--- start of Page ---
The economist’s function is to serve as the translator between ecological sustainability and financial viability. They achieve this by monetizing non-market benefits. This process directly addresses the core mandates of the PENCAS Law. They generate the data required for policy alignment and incentive design. Specifically, the economist calculates the value of carbon sequestration by applying the Social Cost of Carbon (SCC). This application turns stored carbon into tradable financial assets, known as carbon credits. This conversion establishes a critical revenue stream for reforestation. They apply the Replacement Cost Method to value watershed services. This method involves estimating the expense of building man-made infrastructure to replace the forest’s natural function. Furthermore, they use the Contingent Valuation Method (CVM) in surveys. These surveys quantify the public’s Willingness To Pay (WTP) for biodiversity. They also assess ecotourism. Through these processes, the economist ensures the SFLMA valuation is consistent with the SEEA framework. They guarantee the environmental statistics are credible and can be integrated into the national economic accounts. This demonstrates that the forest is worth more when preserved than when depleted.

Structural Incentives and Regulatory Risks

The SFLMA’s structural benefits include bureaucratic simplification. This reduces red tape. The 25-year long-term tenure provides the necessary security for substantial, sustainable investment. It mandates an integrated management plan, theoretically ensuring holistic management across production and protection uses.

However, critics cite significant policy risks. A primary concern is the potential for elite capture. This concern is driven by unequal land caps. These caps allow corporations to secure up to 40,000 hectares while capping People’s Organizations (POs) at 1,000 hectares. The technical complexity of TEV calculation adds an additional barrier. It requires sophisticated financial modeling such as DCF, ROA, and CVM. This complexity effectively excludes marginalized Indigenous Cultural Communities (ICCs) and POs that lack extensive external technical and financial support.
--- end of Page ---
--- start of Stored data ---
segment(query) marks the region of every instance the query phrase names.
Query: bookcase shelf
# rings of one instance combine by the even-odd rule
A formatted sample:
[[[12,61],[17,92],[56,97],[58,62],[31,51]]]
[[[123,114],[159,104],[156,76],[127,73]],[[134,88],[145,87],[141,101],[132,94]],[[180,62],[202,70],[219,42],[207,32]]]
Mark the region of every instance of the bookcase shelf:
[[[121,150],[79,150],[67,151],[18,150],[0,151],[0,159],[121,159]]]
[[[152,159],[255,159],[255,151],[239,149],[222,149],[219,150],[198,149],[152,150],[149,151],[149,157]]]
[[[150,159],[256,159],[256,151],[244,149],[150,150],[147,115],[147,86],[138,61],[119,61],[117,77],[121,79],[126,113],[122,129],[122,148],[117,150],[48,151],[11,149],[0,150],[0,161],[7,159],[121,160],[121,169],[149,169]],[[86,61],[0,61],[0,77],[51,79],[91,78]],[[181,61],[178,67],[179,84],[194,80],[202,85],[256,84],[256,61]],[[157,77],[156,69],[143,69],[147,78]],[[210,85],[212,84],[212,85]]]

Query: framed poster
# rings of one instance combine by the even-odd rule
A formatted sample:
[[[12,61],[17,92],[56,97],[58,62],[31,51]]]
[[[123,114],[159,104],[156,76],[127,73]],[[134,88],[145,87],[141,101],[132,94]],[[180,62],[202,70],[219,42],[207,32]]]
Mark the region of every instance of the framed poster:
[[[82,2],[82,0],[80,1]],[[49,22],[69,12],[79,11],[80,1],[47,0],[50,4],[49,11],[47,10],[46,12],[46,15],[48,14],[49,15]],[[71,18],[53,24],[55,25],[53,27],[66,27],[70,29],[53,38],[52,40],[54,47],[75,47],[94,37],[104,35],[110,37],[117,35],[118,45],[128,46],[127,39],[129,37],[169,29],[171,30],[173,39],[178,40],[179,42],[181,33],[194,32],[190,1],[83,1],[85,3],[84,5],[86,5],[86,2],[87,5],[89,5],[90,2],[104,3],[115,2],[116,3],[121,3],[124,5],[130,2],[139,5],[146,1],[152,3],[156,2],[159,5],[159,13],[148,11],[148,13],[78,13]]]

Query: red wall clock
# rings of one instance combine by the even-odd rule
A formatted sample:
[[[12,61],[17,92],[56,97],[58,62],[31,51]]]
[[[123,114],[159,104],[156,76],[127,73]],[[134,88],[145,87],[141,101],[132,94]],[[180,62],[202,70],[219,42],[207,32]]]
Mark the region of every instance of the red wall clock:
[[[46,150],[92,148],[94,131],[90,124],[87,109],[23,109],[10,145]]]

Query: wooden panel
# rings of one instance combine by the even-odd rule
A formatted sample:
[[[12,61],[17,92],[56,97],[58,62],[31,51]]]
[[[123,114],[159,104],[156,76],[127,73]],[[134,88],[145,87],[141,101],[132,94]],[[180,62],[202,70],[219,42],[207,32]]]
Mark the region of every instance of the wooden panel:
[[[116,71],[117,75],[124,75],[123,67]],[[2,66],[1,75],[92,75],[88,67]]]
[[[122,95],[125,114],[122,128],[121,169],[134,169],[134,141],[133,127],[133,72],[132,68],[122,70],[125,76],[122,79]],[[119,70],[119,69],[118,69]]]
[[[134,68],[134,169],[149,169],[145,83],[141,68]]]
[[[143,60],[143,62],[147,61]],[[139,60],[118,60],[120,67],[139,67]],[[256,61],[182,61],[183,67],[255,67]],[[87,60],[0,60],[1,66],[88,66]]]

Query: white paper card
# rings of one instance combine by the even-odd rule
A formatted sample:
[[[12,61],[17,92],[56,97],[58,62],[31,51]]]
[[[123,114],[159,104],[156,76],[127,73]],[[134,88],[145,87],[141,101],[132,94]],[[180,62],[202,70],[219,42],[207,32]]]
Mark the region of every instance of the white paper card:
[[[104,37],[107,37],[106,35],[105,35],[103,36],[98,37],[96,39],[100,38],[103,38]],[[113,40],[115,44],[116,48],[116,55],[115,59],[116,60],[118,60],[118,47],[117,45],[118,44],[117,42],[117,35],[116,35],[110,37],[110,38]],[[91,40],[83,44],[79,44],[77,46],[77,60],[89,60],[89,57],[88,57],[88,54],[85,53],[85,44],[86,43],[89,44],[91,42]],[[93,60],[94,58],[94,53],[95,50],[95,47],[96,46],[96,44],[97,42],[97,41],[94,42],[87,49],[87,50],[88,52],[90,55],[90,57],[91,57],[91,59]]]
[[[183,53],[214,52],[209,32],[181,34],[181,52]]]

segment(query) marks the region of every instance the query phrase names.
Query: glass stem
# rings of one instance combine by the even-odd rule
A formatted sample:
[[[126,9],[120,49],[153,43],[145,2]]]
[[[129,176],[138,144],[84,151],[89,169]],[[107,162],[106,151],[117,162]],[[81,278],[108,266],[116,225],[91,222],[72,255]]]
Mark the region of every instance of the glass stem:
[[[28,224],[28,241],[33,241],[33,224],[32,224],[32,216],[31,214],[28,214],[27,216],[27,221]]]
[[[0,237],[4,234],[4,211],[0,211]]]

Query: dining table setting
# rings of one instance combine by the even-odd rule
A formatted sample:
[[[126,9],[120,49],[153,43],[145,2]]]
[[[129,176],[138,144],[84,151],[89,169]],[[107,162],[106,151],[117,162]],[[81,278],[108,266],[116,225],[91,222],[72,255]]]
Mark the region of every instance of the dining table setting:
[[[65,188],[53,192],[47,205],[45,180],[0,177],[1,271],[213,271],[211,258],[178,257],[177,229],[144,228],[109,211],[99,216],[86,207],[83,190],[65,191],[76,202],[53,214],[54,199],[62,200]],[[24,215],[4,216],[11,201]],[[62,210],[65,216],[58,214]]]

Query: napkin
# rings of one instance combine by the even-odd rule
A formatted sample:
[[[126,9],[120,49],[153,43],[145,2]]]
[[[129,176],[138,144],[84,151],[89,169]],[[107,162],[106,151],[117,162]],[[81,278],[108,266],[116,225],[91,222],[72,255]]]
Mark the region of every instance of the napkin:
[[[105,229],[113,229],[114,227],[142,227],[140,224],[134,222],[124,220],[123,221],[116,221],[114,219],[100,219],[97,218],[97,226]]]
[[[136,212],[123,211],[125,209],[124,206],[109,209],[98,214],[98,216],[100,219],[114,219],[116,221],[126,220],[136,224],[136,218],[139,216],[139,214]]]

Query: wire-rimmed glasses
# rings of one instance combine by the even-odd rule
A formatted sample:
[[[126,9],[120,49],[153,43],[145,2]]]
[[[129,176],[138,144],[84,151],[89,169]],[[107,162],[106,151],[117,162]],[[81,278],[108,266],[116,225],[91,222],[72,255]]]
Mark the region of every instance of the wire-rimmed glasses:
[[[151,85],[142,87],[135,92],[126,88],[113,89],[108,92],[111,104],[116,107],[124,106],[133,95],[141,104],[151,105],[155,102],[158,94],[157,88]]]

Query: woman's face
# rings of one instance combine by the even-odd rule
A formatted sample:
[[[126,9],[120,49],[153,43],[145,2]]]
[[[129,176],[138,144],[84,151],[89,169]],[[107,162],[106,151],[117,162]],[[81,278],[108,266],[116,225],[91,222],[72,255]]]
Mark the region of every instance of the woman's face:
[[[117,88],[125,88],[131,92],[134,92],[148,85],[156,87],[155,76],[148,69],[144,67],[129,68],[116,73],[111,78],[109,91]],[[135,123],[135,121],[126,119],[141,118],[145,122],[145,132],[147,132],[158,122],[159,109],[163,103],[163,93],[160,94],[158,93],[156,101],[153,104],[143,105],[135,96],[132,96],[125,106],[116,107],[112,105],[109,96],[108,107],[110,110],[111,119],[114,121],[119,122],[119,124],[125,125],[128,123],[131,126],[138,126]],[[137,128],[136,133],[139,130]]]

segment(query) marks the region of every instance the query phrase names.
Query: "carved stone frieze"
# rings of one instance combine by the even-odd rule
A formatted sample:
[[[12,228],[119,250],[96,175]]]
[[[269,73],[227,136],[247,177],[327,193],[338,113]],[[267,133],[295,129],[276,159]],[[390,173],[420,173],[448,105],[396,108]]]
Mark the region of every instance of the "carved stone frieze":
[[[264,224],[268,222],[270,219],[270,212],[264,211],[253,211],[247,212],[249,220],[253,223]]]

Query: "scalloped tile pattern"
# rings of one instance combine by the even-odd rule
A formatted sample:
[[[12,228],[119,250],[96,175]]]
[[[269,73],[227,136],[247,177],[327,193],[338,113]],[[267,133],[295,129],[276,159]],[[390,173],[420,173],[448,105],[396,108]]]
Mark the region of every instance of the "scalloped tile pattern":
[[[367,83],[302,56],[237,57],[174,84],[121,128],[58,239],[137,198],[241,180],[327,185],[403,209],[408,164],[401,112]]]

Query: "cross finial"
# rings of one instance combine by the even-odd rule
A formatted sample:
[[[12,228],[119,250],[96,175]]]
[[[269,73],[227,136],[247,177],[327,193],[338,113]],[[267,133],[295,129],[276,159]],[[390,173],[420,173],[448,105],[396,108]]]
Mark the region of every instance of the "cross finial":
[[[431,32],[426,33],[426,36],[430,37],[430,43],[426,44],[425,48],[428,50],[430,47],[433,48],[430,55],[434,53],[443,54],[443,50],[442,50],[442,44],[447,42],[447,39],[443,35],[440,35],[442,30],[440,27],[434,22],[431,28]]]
--- end of Stored data ---
§ Task instructions:
A. Please write out the stretch of the SFLMA passage above from "However, critics cite" through "and financial support.".
B. Decide whether each statement agrees with the SFLMA passage, giving yes or no and quoting the words that settle it: (i) The SFLMA provides a 25-year tenure. (ii) People's Organizations can secure up to 40,000 hectares. (iii) The Replacement Cost Method is applied to value biodiversity.

§ Expected outputs:
A.
However, critics cite significant policy risks. A primary concern is the potential for elite capture. This concern is driven by unequal land caps. These caps allow corporations to secure up to 40,000 hectares while capping People’s Organizations (POs) at 1,000 hectares. The technical complexity of TEV calculation adds an additional barrier. It requires sophisticated financial modeling such as DCF, ROA, and CVM. This complexity effectively excludes marginalized Indigenous Cultural Communities (ICCs) and POs that lack extensive external technical and financial support.

B.
(i) Yes: "The 25-year long-term tenure provides the necessary security for substantial, sustainable investment."
(ii) No: "These caps allow corporations to secure up to 40,000 hectares while capping People’s Organizations (POs) at 1,000 hectares."
(iii) No: "They apply the Replacement Cost Method to value watershed services."